> **STUDY TEXT**:

I'm not real big on repentence ... I like revenge better.
LAURELL K. HAMILTON, The Lunatic Cafe
When you have the power to screw people over and you don't--well, that's when you get to show who you really are.
To see an enemy humiliated gives a certain contentment, but this is jejune compared with the highly blent satisfaction of seeing him humiliated by your benevolent action or concession on his behalf. That is the sort of revenge which falls into the scale of virtue.
GEORGE ELIOT, The Mill on the Floss
- Vengeance is just:
- Justly we rid the earth of human fiends
- Who carry hell for pattern in their souls.
- But in high vengeance there is noble scorn:
- It tortures not the torturer, nor gives
- Iniquitous payment for iniquity.
- The great avenging angel does not crawl
- To kill the serpent with a mimic fang;
- He stands erect, with sword of keenest edge
- That slays like lightning.
GEORGE ELIOT, The Spanish Gypsy
Revenge is a kind of wild justice, which the more man's nature runs to, the more ought law to weed it out.
Revenge is often like biting a dog because the dog bit you.
AUSTIN O'MALLEY, Keystones of Thought
When violence hurries on too fast, and caution does not keep pace with revenge, people generally do themselves more harm than the enemy.
WELLINS CALCOTT, Thoughts Moral and Divine
Revenge is but a small circle.
Revenge is a fervor in our own blood, to be cured only by letting the blood of another; but the remedy too often produces a relapse, which is remorse--a malady far more dreadful than the first disease, because it is incurable.

> **YOUR TASK**: Decide whether each statement below agrees with the quotations on revenge, and answer yes or no, quoting the exact words of the quotations that decide it. (a) The passage from The Spanish Gypsy says the great avenging angel crawls to kill the serpent. (b) One quotation compares revenge to biting a dog because the dog bit you. (c) The final quotation calls remorse a malady less dreadful than the first disease.

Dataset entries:

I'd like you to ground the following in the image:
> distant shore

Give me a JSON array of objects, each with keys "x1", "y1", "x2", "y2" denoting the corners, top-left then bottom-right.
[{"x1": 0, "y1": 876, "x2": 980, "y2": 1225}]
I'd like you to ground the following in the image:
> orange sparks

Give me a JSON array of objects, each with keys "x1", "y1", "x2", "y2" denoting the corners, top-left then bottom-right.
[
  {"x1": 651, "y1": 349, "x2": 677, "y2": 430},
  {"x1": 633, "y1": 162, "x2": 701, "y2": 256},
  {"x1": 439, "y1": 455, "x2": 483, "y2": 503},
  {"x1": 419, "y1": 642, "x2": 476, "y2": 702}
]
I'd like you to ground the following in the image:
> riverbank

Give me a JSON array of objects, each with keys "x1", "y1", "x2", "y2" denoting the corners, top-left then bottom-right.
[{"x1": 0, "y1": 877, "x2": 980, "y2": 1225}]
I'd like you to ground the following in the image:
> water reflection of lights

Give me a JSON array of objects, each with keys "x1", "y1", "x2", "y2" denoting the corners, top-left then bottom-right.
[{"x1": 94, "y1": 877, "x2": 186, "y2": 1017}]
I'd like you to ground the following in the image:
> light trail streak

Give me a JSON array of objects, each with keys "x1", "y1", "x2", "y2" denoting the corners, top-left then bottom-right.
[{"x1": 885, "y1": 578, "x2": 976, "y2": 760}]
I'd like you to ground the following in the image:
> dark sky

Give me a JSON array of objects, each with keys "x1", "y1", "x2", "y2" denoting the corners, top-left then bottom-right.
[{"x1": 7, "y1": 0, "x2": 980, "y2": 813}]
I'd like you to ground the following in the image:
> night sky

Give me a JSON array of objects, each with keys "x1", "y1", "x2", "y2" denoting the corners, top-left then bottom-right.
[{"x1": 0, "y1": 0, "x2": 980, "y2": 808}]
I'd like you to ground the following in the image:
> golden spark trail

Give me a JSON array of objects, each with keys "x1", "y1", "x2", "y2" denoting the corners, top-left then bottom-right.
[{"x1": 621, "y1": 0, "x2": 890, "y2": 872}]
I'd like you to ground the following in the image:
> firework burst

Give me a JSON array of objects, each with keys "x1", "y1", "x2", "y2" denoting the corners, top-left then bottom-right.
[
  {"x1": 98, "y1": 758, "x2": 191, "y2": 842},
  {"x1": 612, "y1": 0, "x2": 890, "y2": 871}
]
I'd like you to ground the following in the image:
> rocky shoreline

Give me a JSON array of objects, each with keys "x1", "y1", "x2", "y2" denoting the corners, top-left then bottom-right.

> **WRITTEN REPLY**:
(a) No: "The great avenging angel does not crawl"
(b) Yes: "Revenge is often like biting a dog because the dog bit you."
(c) No: "a malady far more dreadful than the first disease"